LESETEXT>
Hirnsignale mithilfe von Elektroden an einen gelähmten Handgelenksmuskel zu senden, stellt Bewegung wieder her.

Das gelähmte Handgelenk eines Affen kann durch elektrische Signale, die künstlich vom Gehirn gesendet werden, bewegt und kontrolliert werden - so Wissenschaftler, die in ihrem Experiment einen Schritt sehen, gelähmten Menschen zu helfen, ihre Extremitäten wieder zu bewegen.

Zuvor waren Wissenschaftler bereits in der Lage gewesen, Affen so zu trainieren, dass sie Roboterarme anhand von Signalen, die mithilfe von Elektroden aus ihrem Gehirn abgeleitet wurden, bewegen konnten (1). Dazu war es notwendig die Aktivität dutzender Neuronen gleichzeitig abzuleiten, um Aktivitäten wie Greifen zu replizieren, was eine bedeutende Computerleistung voraussetzte.

Nun verwendeten Chet Moritz und seine Kollegen an der University of Washington in Seattle ähnliche Signale, um elektrische Stimulationen von einem einzelnen Neuron an einen gelähmten Muskel zu leiten.

Zunächst implantierten sie eine Anzahl Elektroden in den motorischen Kortex zweier Makakenaffen. Jede Elektrode empfing das Signal eines einzelnen Neurons, diese Signale wurden wiederum durch einen externen Schaltkreis an einen Computer gesendet. Die neuronalen Signale steuerten einen Cursor auf einem Bildschirm und die Affen lernten, den Cursor lediglich durch ihre Hirnaktivität zu bewegen.

AUFGABE> Schreiben Sie den Lesetext über die Steuerung eines gelähmten Handgelenks durch Hirnsignale im Anschluss an seinen letzten Satz weiter. Das Material ist eigenständig und gehört nicht zum Lesetext.

BEREITGESTELLTES MATERIAL>
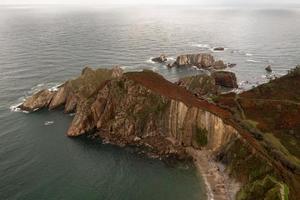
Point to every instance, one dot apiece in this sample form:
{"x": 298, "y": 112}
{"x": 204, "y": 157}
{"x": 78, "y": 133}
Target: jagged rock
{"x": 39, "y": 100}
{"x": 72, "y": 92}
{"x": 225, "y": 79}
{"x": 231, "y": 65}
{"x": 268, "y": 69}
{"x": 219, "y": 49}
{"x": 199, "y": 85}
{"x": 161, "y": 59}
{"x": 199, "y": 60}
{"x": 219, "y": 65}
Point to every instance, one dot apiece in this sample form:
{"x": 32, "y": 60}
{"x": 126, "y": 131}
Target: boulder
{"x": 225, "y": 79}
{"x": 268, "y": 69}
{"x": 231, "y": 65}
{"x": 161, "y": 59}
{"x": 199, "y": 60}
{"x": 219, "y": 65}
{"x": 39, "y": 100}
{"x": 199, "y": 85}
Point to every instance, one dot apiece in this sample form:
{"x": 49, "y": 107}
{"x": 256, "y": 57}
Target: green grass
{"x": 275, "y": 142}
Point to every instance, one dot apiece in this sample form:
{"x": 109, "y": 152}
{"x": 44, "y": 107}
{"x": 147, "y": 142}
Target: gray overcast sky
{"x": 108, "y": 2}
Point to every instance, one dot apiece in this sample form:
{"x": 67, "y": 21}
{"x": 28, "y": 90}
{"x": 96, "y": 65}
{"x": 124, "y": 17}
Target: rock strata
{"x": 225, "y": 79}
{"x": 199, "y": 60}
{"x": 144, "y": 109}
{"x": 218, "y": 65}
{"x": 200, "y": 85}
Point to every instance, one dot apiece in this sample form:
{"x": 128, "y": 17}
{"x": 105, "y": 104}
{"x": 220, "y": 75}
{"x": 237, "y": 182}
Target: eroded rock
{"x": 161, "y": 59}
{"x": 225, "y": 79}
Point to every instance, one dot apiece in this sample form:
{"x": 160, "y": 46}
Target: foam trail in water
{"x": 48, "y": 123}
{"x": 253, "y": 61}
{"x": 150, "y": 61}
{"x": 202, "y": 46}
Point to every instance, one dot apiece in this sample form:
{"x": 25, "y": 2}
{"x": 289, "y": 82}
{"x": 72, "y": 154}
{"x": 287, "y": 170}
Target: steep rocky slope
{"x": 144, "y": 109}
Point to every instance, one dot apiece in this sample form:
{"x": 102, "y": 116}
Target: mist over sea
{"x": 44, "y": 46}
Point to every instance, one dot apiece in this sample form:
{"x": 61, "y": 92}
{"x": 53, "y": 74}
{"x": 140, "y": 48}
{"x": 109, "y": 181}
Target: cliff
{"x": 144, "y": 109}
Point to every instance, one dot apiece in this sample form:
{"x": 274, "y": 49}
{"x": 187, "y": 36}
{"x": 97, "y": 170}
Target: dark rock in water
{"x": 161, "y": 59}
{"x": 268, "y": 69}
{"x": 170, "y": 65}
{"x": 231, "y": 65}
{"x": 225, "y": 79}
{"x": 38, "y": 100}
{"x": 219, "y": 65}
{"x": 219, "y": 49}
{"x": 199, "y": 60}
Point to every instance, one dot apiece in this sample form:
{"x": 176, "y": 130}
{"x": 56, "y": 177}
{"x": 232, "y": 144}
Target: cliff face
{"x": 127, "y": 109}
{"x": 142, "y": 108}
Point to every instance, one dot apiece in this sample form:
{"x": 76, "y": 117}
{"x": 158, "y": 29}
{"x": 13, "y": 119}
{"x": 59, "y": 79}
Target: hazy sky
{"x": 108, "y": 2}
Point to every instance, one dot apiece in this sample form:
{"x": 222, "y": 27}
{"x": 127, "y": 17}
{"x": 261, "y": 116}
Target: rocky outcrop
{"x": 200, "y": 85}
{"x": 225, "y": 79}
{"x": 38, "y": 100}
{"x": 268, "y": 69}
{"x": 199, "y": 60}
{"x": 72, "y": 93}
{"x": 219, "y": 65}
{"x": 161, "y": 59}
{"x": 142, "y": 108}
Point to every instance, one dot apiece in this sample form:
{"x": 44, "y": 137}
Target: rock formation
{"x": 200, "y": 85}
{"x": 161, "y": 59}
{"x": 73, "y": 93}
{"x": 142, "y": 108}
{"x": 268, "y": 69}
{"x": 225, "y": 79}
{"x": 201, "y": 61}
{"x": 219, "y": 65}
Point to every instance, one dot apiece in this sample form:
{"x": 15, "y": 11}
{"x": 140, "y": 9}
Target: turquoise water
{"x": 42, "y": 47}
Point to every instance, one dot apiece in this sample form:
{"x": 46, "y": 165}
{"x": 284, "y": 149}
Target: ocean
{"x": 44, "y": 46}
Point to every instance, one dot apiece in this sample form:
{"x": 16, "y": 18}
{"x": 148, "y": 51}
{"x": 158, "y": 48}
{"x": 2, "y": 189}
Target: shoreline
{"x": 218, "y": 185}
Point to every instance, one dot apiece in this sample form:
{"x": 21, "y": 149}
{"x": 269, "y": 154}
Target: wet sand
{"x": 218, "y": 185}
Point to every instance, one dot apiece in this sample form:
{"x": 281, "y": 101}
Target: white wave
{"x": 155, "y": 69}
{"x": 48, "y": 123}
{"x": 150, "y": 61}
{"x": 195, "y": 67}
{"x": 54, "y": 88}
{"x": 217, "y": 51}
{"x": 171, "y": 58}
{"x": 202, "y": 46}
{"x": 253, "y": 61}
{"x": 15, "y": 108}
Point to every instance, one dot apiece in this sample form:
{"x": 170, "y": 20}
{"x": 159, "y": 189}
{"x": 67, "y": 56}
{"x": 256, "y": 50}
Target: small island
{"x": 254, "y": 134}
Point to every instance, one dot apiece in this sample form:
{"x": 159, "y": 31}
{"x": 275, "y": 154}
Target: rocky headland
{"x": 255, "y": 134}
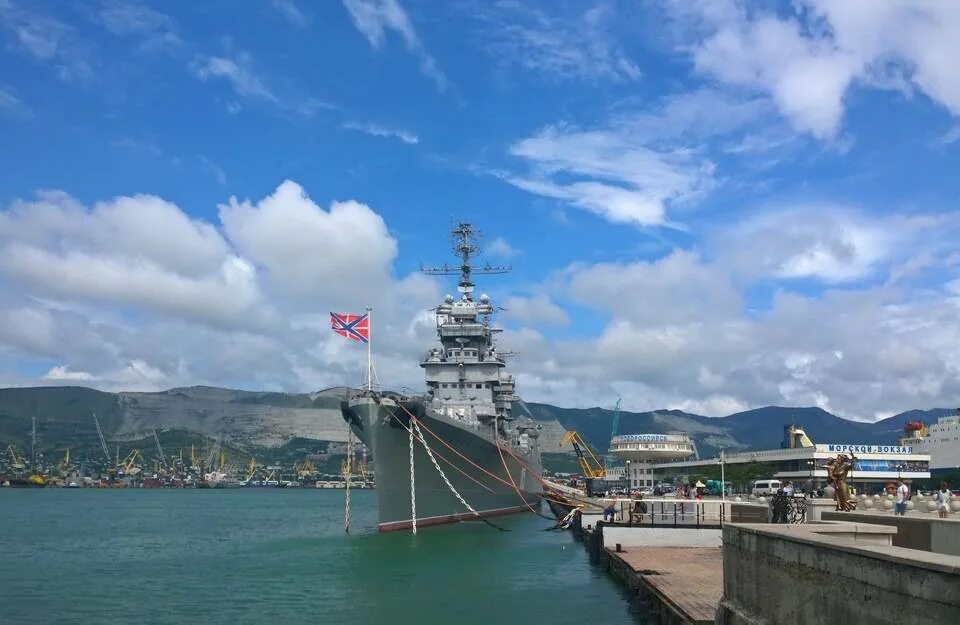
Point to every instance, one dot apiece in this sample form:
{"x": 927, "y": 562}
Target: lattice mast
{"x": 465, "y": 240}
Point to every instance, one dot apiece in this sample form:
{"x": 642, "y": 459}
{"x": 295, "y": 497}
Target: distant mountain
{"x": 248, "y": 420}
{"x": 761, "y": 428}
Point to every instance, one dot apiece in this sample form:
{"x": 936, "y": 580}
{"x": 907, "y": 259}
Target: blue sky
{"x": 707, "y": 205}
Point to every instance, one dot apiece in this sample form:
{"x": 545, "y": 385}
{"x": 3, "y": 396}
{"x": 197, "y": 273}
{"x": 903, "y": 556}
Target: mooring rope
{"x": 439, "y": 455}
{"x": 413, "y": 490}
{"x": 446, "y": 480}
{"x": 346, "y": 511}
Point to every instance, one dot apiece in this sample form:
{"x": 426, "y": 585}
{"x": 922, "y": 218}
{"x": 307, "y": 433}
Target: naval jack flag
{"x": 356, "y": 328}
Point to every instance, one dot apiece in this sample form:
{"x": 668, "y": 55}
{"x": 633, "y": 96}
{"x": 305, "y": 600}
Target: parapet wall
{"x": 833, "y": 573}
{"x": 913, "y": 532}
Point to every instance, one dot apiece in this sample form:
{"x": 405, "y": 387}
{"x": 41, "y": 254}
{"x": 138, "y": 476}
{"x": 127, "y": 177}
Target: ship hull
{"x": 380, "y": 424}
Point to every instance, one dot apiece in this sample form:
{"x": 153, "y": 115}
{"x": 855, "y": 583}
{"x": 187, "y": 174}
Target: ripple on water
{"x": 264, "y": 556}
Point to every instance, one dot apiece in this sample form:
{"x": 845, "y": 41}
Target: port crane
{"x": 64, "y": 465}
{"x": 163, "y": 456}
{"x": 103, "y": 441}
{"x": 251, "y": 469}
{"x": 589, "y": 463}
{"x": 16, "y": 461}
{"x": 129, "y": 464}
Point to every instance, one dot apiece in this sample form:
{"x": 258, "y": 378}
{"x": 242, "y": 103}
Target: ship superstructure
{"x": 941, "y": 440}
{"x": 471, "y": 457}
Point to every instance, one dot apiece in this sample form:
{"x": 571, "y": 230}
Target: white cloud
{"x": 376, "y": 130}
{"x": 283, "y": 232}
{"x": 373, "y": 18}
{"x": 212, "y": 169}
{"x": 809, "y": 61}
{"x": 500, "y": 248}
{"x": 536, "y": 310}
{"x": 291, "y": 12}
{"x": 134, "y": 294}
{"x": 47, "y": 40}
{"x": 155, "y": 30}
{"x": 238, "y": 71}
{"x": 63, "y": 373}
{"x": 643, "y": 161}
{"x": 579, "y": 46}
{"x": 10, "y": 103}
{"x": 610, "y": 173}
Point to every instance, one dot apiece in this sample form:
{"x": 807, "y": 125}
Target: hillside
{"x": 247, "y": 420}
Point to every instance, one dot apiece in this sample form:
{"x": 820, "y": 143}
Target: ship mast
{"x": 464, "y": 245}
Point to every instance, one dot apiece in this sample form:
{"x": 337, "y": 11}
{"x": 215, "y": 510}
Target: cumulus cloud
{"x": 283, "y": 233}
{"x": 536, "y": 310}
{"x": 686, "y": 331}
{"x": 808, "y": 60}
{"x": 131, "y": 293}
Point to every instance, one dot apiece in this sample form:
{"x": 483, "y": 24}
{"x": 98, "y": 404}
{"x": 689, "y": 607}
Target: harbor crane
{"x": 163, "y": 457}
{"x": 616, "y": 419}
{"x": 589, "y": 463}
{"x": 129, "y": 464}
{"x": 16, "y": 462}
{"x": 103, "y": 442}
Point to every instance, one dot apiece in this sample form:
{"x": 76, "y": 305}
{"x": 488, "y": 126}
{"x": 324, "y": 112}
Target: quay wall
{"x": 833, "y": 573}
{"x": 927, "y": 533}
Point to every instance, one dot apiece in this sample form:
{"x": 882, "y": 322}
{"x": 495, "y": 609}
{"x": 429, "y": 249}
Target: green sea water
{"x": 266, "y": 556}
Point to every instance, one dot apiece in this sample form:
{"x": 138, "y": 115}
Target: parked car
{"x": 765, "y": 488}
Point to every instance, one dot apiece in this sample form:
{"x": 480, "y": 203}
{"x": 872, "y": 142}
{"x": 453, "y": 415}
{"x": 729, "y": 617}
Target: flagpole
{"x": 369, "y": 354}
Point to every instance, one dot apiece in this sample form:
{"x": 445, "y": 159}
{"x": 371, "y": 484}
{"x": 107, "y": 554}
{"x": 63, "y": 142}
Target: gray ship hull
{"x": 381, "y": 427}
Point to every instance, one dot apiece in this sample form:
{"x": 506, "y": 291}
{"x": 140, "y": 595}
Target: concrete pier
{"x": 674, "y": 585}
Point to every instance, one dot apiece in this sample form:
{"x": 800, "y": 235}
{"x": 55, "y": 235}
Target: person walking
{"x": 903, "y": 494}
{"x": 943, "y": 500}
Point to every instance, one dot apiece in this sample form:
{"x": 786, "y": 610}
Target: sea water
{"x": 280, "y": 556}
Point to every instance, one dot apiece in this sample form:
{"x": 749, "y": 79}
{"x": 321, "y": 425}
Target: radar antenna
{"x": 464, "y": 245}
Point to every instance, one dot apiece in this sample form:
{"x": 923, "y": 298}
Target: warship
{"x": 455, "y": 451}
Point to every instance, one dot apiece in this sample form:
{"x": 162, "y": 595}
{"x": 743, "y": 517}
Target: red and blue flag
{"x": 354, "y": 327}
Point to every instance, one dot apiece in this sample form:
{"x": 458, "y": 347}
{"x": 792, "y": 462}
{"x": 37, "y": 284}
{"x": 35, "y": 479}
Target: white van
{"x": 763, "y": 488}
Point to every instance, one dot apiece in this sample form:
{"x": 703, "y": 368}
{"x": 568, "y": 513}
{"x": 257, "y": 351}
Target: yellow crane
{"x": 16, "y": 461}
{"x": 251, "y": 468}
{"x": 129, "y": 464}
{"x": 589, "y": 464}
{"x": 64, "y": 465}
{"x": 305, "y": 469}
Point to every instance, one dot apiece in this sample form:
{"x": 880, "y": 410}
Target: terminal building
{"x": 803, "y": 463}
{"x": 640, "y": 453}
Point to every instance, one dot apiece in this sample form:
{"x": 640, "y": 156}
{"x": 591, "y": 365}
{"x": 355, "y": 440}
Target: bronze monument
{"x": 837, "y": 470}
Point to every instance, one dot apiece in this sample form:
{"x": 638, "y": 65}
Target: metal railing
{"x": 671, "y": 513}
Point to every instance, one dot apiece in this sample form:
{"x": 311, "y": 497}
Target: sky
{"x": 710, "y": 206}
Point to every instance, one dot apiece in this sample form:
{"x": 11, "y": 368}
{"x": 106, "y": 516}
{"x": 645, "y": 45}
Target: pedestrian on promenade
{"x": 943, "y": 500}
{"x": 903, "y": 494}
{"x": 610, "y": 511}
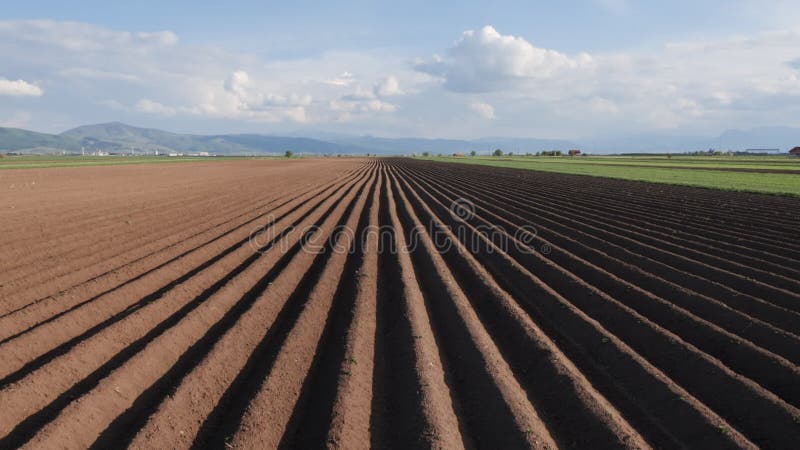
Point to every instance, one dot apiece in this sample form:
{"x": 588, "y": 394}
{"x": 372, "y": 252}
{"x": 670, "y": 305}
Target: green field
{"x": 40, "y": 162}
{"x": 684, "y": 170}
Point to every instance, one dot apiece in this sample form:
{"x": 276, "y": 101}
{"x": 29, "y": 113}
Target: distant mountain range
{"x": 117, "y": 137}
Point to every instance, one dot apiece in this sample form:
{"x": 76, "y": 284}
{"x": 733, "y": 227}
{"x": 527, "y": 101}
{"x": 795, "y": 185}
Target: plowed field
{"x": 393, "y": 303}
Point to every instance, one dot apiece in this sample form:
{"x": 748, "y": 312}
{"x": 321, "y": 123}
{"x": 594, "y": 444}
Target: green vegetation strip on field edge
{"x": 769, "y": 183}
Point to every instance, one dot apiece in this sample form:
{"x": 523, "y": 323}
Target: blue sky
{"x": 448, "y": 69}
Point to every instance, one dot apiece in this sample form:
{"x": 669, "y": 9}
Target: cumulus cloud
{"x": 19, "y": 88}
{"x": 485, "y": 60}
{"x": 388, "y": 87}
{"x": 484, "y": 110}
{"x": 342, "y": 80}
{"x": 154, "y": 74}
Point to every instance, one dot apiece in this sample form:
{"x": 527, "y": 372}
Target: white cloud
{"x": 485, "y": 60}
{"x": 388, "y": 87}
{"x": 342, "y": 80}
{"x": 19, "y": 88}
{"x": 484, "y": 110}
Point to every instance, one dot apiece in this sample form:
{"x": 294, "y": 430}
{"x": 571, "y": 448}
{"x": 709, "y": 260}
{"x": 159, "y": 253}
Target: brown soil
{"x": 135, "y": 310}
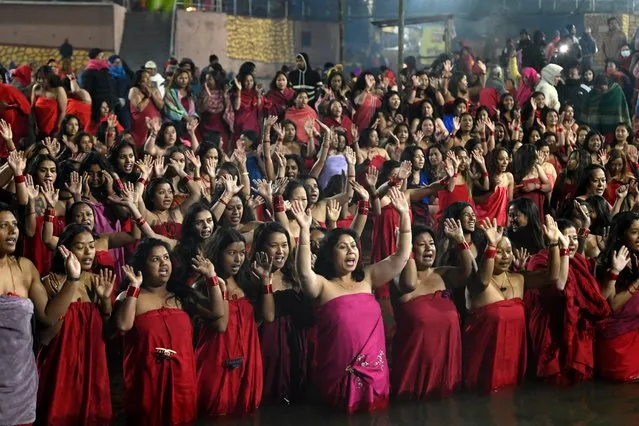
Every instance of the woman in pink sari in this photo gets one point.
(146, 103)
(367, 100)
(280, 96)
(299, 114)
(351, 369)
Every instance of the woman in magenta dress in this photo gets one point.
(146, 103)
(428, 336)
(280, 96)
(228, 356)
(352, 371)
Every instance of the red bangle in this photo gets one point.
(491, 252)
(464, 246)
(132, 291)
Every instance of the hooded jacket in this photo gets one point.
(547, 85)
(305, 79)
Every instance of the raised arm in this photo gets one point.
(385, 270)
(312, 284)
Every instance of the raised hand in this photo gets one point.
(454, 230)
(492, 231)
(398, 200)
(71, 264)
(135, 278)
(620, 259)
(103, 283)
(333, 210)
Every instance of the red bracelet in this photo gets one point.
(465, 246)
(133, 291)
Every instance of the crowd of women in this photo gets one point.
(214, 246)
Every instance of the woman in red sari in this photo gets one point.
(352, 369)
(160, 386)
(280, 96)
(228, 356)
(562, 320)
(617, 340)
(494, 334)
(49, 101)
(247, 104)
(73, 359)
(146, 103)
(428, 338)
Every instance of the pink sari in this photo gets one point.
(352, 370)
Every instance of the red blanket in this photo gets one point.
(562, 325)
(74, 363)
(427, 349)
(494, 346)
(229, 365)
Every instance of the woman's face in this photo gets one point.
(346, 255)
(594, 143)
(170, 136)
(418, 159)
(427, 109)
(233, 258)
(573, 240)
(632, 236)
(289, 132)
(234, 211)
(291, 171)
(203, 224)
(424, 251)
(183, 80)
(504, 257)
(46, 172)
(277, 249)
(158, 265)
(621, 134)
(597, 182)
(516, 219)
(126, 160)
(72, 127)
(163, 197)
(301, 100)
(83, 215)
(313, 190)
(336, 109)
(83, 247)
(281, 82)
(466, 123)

ANTWORT>
Anschließend lähmten die Wissenschaftler die Handgelenksmuskulatur der Affen vorübergehend mit einem Lokalanästhetikum. Sie leiteten die elektrische Stimulation von den Elektroden zu den Muskeln im Handgelenk und entdeckten, dass die Affen ihre bis dahin gelähmten Handgelenke mit derselben Hirnaktivität kontrollieren konnten. Wie in Nature berichtet wird, lernten die Affen dies in weniger als einer Stunde (2).

Erstaunliche Flexibilität

Die ursprüngliche Funktion des Neurons hat keinen Einfluss darauf, ob es trainiert werden kann, einen bestimmten Muskel zu bewegen. "Alle Neuronen können gleich gut genutzt werden, ganz gleich, ob das Neuron ursprünglich mit der Aktivität dieser Muskeln in Zusammenhang stand. Das erhöht die Zahl der Neurone, die potenziell genutzt werden können, um eine solche neuronale Prothese zu steuern, dramatisch", erklärt Moritz.

Für Andrew Schwartz, Neurobiologe an der University of Pittsburgh in Pennsylvania, ist das wichtigste Ergebnis der Studie "die erstaunliche Fähigkeit dieser Neurone, die Art, wie sie zur Außenwelt in Verbindung stehen, zu verändern".

"Es liegt eine erstaunliche Flexibilität in der Art, wie das System lernen kann", sagt er.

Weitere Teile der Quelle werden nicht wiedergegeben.